= Data for processing =
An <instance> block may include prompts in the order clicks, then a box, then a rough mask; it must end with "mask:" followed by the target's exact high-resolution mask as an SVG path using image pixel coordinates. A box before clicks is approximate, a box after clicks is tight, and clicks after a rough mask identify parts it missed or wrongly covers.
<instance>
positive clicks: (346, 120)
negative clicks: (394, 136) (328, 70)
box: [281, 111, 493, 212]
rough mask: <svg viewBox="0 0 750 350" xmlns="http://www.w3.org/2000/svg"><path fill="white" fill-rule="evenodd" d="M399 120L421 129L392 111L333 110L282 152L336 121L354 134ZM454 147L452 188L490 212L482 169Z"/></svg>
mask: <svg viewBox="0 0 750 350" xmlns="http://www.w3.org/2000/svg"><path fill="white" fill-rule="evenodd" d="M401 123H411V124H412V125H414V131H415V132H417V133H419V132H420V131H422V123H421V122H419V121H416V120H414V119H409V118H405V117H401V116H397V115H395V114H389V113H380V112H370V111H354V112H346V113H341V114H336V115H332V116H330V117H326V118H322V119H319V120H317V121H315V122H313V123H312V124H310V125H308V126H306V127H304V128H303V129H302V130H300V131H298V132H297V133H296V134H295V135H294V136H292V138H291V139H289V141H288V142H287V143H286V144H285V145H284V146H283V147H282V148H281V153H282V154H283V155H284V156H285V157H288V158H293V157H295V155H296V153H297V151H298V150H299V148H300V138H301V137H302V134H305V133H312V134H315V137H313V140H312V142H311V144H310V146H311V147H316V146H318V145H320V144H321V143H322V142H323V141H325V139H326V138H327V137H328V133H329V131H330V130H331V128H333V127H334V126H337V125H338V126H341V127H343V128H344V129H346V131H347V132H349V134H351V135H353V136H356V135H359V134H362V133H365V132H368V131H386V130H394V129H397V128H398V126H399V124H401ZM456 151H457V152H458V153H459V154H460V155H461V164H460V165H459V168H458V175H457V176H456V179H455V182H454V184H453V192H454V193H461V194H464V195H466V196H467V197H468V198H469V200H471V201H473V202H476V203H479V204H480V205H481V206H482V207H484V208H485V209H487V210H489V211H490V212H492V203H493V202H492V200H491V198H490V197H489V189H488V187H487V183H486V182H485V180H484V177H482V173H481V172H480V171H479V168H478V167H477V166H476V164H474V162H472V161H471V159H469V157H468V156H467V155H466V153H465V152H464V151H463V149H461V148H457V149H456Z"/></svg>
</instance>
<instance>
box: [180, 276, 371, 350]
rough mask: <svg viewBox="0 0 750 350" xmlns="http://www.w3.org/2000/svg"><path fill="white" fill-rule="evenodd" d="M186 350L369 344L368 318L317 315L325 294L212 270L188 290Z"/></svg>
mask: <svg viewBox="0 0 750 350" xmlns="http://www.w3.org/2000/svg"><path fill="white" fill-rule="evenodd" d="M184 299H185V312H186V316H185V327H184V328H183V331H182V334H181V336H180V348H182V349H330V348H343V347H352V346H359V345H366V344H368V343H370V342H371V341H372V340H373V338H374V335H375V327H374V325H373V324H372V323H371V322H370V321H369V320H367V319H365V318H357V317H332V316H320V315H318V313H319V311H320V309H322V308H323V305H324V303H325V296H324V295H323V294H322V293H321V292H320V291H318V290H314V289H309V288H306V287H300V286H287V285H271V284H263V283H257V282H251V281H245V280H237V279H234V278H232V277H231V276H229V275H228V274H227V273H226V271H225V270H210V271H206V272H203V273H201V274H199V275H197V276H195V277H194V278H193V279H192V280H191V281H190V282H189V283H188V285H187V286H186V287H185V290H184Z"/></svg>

= Goal of the exercise =
Each line in the listing where the word "clicks" is found is to be copied.

= Reply to the task =
An <instance> block may include prompts in the order clicks, then a box, then a rough mask; it must end with "mask:" followed by the target's exact high-resolution mask as an SVG path using image pixel coordinates. A box before clicks is approximate, a box after clicks is tight, and clicks after a rough mask identify parts it missed or wrongly covers.
positive clicks: (346, 120)
negative clicks: (394, 136) (328, 70)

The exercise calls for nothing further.